WHAT YOU ARE ASKED TO DO ::
Each line of the listing below should be restated word for word.

--- START ---

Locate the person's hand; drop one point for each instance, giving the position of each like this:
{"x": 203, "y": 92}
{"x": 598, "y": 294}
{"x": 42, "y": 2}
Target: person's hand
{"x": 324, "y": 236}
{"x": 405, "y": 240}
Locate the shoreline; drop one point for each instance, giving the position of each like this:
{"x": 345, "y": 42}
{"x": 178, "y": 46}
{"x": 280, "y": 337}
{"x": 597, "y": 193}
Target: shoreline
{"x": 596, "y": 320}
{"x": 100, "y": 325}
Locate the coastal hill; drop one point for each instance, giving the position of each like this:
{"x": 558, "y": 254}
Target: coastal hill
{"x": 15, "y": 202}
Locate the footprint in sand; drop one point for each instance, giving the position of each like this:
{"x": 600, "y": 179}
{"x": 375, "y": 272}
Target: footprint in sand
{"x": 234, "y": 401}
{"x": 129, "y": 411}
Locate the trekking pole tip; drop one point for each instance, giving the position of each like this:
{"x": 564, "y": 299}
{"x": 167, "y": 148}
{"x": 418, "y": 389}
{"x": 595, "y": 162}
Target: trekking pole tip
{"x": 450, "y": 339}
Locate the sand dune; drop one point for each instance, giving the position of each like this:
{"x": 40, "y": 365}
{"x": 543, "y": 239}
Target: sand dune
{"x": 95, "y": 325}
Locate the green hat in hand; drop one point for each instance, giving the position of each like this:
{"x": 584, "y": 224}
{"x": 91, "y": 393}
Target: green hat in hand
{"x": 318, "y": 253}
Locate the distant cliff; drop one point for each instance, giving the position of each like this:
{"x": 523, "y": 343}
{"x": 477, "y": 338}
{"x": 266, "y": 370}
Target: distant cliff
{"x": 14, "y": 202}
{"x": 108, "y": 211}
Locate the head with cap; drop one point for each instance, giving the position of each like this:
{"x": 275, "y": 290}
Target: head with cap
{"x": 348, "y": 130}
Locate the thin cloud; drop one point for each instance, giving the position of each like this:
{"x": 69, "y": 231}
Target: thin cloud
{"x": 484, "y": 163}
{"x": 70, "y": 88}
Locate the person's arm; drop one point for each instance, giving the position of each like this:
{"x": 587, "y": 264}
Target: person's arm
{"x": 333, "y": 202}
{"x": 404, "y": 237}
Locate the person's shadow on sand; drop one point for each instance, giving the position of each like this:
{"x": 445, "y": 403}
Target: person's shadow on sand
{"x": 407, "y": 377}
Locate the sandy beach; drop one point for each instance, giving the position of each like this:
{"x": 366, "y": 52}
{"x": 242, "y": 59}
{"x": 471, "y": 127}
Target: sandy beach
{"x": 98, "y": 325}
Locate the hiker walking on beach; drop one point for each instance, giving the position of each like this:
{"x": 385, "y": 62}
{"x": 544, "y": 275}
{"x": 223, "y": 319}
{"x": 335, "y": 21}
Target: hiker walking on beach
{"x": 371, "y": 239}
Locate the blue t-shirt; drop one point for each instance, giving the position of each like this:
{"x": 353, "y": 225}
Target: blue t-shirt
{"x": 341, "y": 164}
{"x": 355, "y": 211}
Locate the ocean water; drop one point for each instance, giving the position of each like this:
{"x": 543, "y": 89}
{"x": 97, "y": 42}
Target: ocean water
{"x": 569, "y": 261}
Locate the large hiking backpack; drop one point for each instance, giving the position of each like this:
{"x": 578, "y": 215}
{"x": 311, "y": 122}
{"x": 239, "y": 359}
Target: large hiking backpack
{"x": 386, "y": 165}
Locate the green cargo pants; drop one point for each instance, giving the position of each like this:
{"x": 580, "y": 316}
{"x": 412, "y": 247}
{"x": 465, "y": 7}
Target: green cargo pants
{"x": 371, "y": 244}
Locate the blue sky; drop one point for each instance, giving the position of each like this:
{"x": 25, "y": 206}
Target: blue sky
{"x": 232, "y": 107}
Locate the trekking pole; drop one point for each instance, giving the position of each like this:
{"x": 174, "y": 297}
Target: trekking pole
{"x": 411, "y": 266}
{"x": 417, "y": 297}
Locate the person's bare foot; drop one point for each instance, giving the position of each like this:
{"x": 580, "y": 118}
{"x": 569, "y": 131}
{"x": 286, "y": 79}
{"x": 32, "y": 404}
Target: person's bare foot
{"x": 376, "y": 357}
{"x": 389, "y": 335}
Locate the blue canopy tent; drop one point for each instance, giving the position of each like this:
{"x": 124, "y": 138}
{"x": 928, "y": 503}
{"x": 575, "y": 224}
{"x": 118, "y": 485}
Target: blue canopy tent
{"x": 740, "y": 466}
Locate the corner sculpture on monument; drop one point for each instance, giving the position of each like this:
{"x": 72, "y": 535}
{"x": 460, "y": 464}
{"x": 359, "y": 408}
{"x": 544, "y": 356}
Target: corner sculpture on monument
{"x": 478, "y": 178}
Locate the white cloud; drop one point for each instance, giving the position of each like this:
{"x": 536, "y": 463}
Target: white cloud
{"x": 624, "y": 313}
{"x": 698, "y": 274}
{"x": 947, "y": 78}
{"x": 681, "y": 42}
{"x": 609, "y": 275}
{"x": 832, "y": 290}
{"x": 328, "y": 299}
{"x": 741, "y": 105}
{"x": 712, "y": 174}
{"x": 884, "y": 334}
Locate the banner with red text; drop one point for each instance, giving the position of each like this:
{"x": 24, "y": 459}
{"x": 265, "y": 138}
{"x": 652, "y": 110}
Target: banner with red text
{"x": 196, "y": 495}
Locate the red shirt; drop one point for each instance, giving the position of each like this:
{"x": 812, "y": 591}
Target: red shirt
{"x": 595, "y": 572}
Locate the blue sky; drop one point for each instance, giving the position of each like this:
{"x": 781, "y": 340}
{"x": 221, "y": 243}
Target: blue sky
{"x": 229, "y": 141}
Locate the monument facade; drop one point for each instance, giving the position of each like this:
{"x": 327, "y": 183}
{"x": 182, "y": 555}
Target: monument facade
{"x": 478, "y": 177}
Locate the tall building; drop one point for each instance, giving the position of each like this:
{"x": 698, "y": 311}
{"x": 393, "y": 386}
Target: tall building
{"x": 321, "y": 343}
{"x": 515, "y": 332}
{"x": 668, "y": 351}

--- END ---

ANSWER BOX ::
Locate the person's hand; drop one point for each instance, giving the position of each like this:
{"x": 203, "y": 92}
{"x": 598, "y": 294}
{"x": 42, "y": 2}
Target: person's hand
{"x": 324, "y": 236}
{"x": 405, "y": 240}
Locate the shoreline; drop one point for each instance, giving the position of each like this:
{"x": 345, "y": 42}
{"x": 178, "y": 46}
{"x": 280, "y": 337}
{"x": 597, "y": 193}
Target: shoreline
{"x": 596, "y": 320}
{"x": 100, "y": 325}
Locate the coastal hill; drop one point for each instance, giving the position of each like this:
{"x": 558, "y": 254}
Target: coastal hill
{"x": 15, "y": 202}
Locate the footprint in sand; drop one point for each instance, giving the position of each like this:
{"x": 600, "y": 179}
{"x": 375, "y": 272}
Target: footprint in sand
{"x": 234, "y": 401}
{"x": 129, "y": 411}
Locate the trekking pole tip; drop one point for each instance, giving the position of each like this:
{"x": 564, "y": 299}
{"x": 167, "y": 148}
{"x": 418, "y": 389}
{"x": 595, "y": 162}
Target: trekking pole tip
{"x": 450, "y": 339}
Locate the sand dune; drop one point for each instance, giving the position of each like this:
{"x": 40, "y": 365}
{"x": 543, "y": 239}
Target: sand dune
{"x": 95, "y": 325}
Locate the green hat in hand; drop one point for each instance, giving the position of each like this:
{"x": 584, "y": 224}
{"x": 91, "y": 393}
Target: green hat in hand
{"x": 318, "y": 253}
Locate the distant cliff; drop one point for each instance, giving the position of each like this:
{"x": 523, "y": 343}
{"x": 477, "y": 338}
{"x": 266, "y": 370}
Target: distant cliff
{"x": 14, "y": 202}
{"x": 108, "y": 211}
Locate the head with cap; drop one point for each instance, giving the position of each like this:
{"x": 275, "y": 290}
Target: head with cap
{"x": 348, "y": 130}
Locate the thin cloud; drop one point for each instance, giving the position of each like this:
{"x": 69, "y": 231}
Target: thin cloud
{"x": 484, "y": 163}
{"x": 70, "y": 88}
Locate the person's arm; drop one point for each instance, giving the position of each like this:
{"x": 587, "y": 264}
Target: person's arm
{"x": 333, "y": 202}
{"x": 404, "y": 237}
Locate the person's shadow on sand; drop one point for each instance, giving the position of each like this:
{"x": 445, "y": 403}
Target: person's shadow on sand
{"x": 407, "y": 377}
Locate the sandy beach; drop one point for each instance, giving the position of each like this:
{"x": 366, "y": 52}
{"x": 242, "y": 59}
{"x": 471, "y": 127}
Target: sandy beach
{"x": 98, "y": 325}
Locate the hiker walking on beach; drop one point for each instance, giving the position of each like this:
{"x": 385, "y": 62}
{"x": 544, "y": 275}
{"x": 223, "y": 319}
{"x": 335, "y": 21}
Target: hiker walking on beach
{"x": 371, "y": 239}
Locate the blue t-shirt; drop one point for each instance, giving the position of each like this:
{"x": 353, "y": 225}
Target: blue t-shirt
{"x": 341, "y": 164}
{"x": 355, "y": 211}
Locate the ocean water; drop one point for each instance, giving the position of each like this:
{"x": 543, "y": 89}
{"x": 97, "y": 42}
Target: ocean water
{"x": 569, "y": 261}
Locate the large hiking backpack; drop one point for each instance, giving the position of each like this:
{"x": 578, "y": 215}
{"x": 311, "y": 122}
{"x": 239, "y": 359}
Target: large hiking backpack
{"x": 386, "y": 165}
Locate the green cargo pants; drop one point for each instance, giving the position of each like this:
{"x": 580, "y": 316}
{"x": 412, "y": 247}
{"x": 465, "y": 7}
Target: green cargo pants
{"x": 371, "y": 244}
Locate the blue sky; drop one point for each instance, giving the position of each like this:
{"x": 25, "y": 206}
Target: blue sky
{"x": 232, "y": 107}
Locate the trekking pole; drop one point for each instance, giving the position of each like this:
{"x": 174, "y": 297}
Target: trekking pole
{"x": 411, "y": 266}
{"x": 417, "y": 297}
Locate the person's bare foot; drop one point for each instance, giving the position of each like this:
{"x": 580, "y": 118}
{"x": 569, "y": 131}
{"x": 286, "y": 79}
{"x": 32, "y": 404}
Target: person's bare foot
{"x": 376, "y": 357}
{"x": 389, "y": 335}
Locate the blue canopy tent; drop one point for each instance, giving the position of each like this:
{"x": 124, "y": 138}
{"x": 928, "y": 503}
{"x": 575, "y": 224}
{"x": 118, "y": 485}
Target: blue canopy tent
{"x": 740, "y": 466}
Locate the corner sculpture on monument; drop one point for each instance, giving the position of each like this:
{"x": 72, "y": 535}
{"x": 460, "y": 464}
{"x": 359, "y": 408}
{"x": 544, "y": 356}
Target: corner sculpture on monument
{"x": 478, "y": 178}
Locate the white cloud; drop one point for each instance, giving the position of each like this:
{"x": 536, "y": 463}
Target: white cloud
{"x": 624, "y": 313}
{"x": 698, "y": 274}
{"x": 947, "y": 78}
{"x": 681, "y": 42}
{"x": 609, "y": 275}
{"x": 832, "y": 290}
{"x": 328, "y": 299}
{"x": 741, "y": 105}
{"x": 712, "y": 174}
{"x": 884, "y": 334}
Locate the banner with red text; drop one point for each instance, giving the position of each like this:
{"x": 24, "y": 459}
{"x": 265, "y": 138}
{"x": 652, "y": 110}
Target: banner with red text
{"x": 196, "y": 495}
Locate the red shirt; drop one point for each instance, giving the position of each like this:
{"x": 812, "y": 591}
Target: red shirt
{"x": 595, "y": 572}
Locate the blue sky; drop one point for each instance, giving the position of each like this:
{"x": 781, "y": 340}
{"x": 221, "y": 243}
Target: blue sky
{"x": 229, "y": 141}
Locate the monument facade; drop one point for each instance, giving the position of each like this:
{"x": 327, "y": 183}
{"x": 182, "y": 555}
Target: monument facade
{"x": 478, "y": 177}
Locate the tall building; drop one point for each instance, giving the position of each like this:
{"x": 698, "y": 311}
{"x": 393, "y": 386}
Target: tall building
{"x": 321, "y": 343}
{"x": 515, "y": 332}
{"x": 668, "y": 351}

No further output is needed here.